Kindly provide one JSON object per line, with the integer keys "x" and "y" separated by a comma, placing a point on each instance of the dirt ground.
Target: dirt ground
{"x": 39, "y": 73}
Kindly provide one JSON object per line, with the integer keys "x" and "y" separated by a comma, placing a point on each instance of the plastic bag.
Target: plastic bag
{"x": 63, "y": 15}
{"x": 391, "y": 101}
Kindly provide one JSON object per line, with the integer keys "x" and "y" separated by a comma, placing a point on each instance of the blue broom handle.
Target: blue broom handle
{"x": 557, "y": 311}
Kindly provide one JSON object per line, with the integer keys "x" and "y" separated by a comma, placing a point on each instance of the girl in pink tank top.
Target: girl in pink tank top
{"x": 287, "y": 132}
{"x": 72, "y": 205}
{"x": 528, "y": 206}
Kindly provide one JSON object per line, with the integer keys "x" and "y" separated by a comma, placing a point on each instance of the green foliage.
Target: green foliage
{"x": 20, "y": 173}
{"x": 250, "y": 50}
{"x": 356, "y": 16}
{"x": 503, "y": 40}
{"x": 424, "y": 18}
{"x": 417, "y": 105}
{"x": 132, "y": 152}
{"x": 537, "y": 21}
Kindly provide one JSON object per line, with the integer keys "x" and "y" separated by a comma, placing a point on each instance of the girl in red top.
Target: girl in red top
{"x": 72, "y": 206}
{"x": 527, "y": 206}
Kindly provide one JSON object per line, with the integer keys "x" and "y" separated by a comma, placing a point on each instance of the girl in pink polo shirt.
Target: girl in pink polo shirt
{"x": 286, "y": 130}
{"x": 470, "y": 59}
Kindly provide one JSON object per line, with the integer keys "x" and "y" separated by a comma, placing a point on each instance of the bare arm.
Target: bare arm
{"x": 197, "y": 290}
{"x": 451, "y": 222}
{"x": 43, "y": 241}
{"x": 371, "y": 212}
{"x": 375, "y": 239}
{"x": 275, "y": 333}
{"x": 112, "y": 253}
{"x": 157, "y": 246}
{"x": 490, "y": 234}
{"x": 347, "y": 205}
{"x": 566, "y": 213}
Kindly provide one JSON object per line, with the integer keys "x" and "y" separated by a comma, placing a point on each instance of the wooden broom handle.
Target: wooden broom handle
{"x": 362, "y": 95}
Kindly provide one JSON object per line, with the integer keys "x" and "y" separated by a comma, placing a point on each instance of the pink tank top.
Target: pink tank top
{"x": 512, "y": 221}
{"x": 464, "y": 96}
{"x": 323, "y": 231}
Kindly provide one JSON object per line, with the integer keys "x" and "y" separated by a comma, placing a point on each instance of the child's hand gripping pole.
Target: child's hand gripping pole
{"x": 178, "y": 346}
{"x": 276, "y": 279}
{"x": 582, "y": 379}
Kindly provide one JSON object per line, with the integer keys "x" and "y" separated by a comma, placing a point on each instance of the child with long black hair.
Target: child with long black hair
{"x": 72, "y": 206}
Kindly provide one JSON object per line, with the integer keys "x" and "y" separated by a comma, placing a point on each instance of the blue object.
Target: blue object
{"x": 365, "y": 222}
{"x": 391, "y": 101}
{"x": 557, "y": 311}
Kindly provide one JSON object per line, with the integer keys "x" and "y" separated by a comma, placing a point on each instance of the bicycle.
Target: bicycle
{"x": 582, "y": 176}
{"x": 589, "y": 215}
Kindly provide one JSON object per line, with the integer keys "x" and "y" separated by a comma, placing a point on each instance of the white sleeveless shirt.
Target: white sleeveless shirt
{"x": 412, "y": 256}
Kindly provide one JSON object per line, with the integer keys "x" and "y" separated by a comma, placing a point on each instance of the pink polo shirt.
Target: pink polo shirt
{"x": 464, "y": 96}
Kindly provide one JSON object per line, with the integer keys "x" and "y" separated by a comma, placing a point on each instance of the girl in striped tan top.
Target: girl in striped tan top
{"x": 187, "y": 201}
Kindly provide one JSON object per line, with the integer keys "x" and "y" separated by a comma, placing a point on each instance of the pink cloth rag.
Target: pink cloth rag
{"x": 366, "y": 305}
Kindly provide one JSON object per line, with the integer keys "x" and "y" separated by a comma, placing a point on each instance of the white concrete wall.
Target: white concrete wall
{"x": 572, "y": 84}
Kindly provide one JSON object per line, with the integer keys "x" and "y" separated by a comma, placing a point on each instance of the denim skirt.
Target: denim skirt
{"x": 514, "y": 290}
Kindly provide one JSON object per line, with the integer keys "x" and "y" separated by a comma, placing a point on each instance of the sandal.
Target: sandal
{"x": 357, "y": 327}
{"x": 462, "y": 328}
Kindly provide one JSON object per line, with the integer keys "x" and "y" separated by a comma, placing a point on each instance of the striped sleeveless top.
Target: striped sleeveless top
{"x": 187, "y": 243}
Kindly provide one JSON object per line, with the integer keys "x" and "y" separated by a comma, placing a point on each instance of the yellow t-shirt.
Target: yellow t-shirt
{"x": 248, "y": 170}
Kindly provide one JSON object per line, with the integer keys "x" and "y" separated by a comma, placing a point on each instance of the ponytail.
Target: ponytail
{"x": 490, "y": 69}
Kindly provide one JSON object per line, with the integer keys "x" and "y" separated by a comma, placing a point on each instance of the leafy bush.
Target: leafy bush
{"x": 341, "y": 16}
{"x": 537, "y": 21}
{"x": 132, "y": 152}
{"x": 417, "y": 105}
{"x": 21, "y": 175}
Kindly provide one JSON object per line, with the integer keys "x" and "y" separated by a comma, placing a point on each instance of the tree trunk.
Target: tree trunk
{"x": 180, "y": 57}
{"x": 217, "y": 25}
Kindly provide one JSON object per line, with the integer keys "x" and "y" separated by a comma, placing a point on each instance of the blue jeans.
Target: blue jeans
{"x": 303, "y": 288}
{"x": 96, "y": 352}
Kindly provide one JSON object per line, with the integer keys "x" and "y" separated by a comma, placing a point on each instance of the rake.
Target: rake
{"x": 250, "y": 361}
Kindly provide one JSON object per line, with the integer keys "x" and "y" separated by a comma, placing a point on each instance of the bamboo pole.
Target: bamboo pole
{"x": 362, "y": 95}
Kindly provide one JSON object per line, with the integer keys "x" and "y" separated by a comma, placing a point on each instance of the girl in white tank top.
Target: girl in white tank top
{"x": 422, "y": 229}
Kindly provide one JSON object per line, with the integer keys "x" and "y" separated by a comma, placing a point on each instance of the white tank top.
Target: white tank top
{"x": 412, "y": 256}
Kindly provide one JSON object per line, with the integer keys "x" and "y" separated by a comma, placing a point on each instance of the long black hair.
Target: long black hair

======

■ Task goal ■
Copy each entry above exactly, character for character.

■ Response for this exercise ■
Kindly provide one JSON object per line, with the integer keys "x" and "y" separated by a comma, placing a point on each instance of the dirt ground.
Target: dirt ground
{"x": 39, "y": 73}
Kindly provide one JSON object per line, with the integer keys "x" and "y" separated by a comma, placing a point on each instance of the plastic bag.
Target: plastic bag
{"x": 63, "y": 15}
{"x": 391, "y": 101}
Kindly provide one JSON object per line, with the integer keys "x" and "y" separated by a comma, placing a point on each instance of the blue broom handle.
Target: blue broom handle
{"x": 557, "y": 311}
Kindly provide one JSON object per line, with the integer keys "x" and "y" separated by a comma, placing a point on each instance of the girl in pink tank top.
Target: girl in pink tank top
{"x": 287, "y": 132}
{"x": 72, "y": 205}
{"x": 528, "y": 206}
Kindly provide one JSON object per line, with the integer keys "x" and "y" separated by a comma, placing a point on each instance of the green foliage.
Target: green foliage
{"x": 20, "y": 173}
{"x": 250, "y": 50}
{"x": 356, "y": 16}
{"x": 503, "y": 40}
{"x": 424, "y": 18}
{"x": 417, "y": 105}
{"x": 132, "y": 152}
{"x": 537, "y": 21}
Kindly provide one JSON object per line, with the integer keys "x" and "y" separated by a comma, placing a point on each instance of the girl in red top.
Target: girl in red top
{"x": 72, "y": 206}
{"x": 527, "y": 206}
Kindly provide one JSON object per line, with the integer keys "x" and "y" separated by a comma, placing a point on each instance of the girl in pink polo shirt.
Target: girl in pink polo shirt
{"x": 286, "y": 130}
{"x": 470, "y": 59}
Kindly provide one JSON object per line, with the integer keys "x" and "y" separated by a comma, placing a point on each instance of the bare arm.
Target: bare arm
{"x": 197, "y": 290}
{"x": 451, "y": 222}
{"x": 43, "y": 241}
{"x": 371, "y": 212}
{"x": 375, "y": 239}
{"x": 275, "y": 333}
{"x": 112, "y": 253}
{"x": 157, "y": 246}
{"x": 490, "y": 234}
{"x": 347, "y": 205}
{"x": 566, "y": 213}
Kindly provide one JSON object per line, with the integer keys "x" and "y" separated by a comma, placing a point on each instance of the wooden broom handle.
Target: wooden broom handle
{"x": 362, "y": 95}
Kindly provide one JSON object per line, with the integer keys "x" and "y" separated by a comma, placing a point on each instance of the pink tank top.
Target: pink tank top
{"x": 512, "y": 221}
{"x": 464, "y": 96}
{"x": 323, "y": 231}
Kindly provide one JSON object per line, with the integer keys "x" and "y" separated by a comma, placing a point on each instance of the child's hand gripping pole.
Target: child's hand gripping pole
{"x": 178, "y": 346}
{"x": 276, "y": 279}
{"x": 582, "y": 379}
Kindly provide one JSON object per line, with the integer keys "x" and "y" separated by a comma, placing a point on each instance of the child with long black hair.
Target: child with long black hair
{"x": 72, "y": 206}
Kindly provide one JSON object per line, with the integer keys "x" and "y" separated by a comma, placing a point on each instance of the blue object.
Target: blue object
{"x": 365, "y": 222}
{"x": 391, "y": 101}
{"x": 557, "y": 311}
Kindly provide one JSON object per line, with the integer keys "x" and "y" separated by a comma, placing a point on each instance of the bicycle.
Target: bicycle
{"x": 582, "y": 176}
{"x": 589, "y": 215}
Kindly provide one JSON object per line, with the integer keys "x" and "y" separated by a comma, placing a point on each instance of the white sleeveless shirt.
Target: white sleeveless shirt
{"x": 412, "y": 256}
Kindly provide one JSON object per line, with the integer keys "x" and "y" separated by a comma, placing a point on each instance of the pink polo shirt.
Target: pink polo shirt
{"x": 464, "y": 96}
Kindly provide one JSON object per line, with the integer keys "x" and "y" separated by a comma, placing a point on each instance of the girl in striped tan top.
Target: girl in striped tan top
{"x": 187, "y": 201}
Kindly provide one JSON object per line, with the integer keys "x" and "y" separated by a comma, placing a point on each instance of the pink cloth rag.
Target: pink cloth rag
{"x": 366, "y": 305}
Kindly provide one JSON object per line, with the integer keys "x" and "y" separated by a comma, placing a point on each instance of the white concrete wall.
Target: white concrete wall
{"x": 572, "y": 84}
Kindly provide one JSON object per line, with the integer keys "x" and "y" separated by a comma, placing a point on each instance of the denim skirt.
Target: denim skirt
{"x": 514, "y": 290}
Kindly provide one JSON object per line, with the integer keys "x" and "y" separated by a comma, placing a point on each instance of the sandal.
Target: sandal
{"x": 357, "y": 327}
{"x": 462, "y": 328}
Kindly provide one JSON object per line, with the integer keys "x" and "y" separated by a comma, placing a point on each instance of the striped sleeveless top.
Target: striped sleeveless top
{"x": 187, "y": 243}
Kindly provide one JSON object per line, with the integer keys "x" and "y" separated by a comma, placing a point on each instance of the yellow t-shirt.
Target: yellow t-shirt
{"x": 248, "y": 170}
Kindly provide one JSON object per line, with the integer keys "x" and "y" separated by a comma, placing a point on each instance of the ponytail.
Target: ponytail
{"x": 490, "y": 69}
Kindly provide one JSON object per line, with the integer keys "x" and "y" separated by a comma, placing a point on each instance of the leafy bush.
Target: leafy bush
{"x": 341, "y": 16}
{"x": 537, "y": 21}
{"x": 132, "y": 152}
{"x": 417, "y": 105}
{"x": 21, "y": 175}
Kindly provide one JSON object per line, with the integer keys "x" and "y" separated by a comma, placing a point on each instance of the tree trunk.
Target: tree trunk
{"x": 180, "y": 57}
{"x": 217, "y": 25}
Kindly provide one JSON object per line, with the integer keys "x" and "y" separated by a comma, placing a point on each instance of the blue jeans.
Target: blue jeans
{"x": 303, "y": 288}
{"x": 96, "y": 352}
Kindly provide one JSON object per line, with the integer keys "x" and "y" separated by a comma, placing a point on each instance of the rake.
Target: rake
{"x": 250, "y": 361}
Kindly provide one JSON object per line, with the integer keys "x" and "y" separated by a comma, placing a point on each instance of the bamboo pole.
Target: bamboo pole
{"x": 362, "y": 95}
Kindly provide one JSON object per line, with the integer keys "x" and "y" separated by a comma, placing a point on each instance of the girl in white tank top.
Target: girl in white tank top
{"x": 422, "y": 229}
Kindly provide one JSON object per line, with the integer keys "x" and "y" separated by a comma, placing a point on each instance of the white tank top.
Target: white tank top
{"x": 412, "y": 256}
Kindly provide one JSON object per line, with the integer keys "x" and "y" separated by a comma, placing a point on each instance of the long black hair.
Target: long black hair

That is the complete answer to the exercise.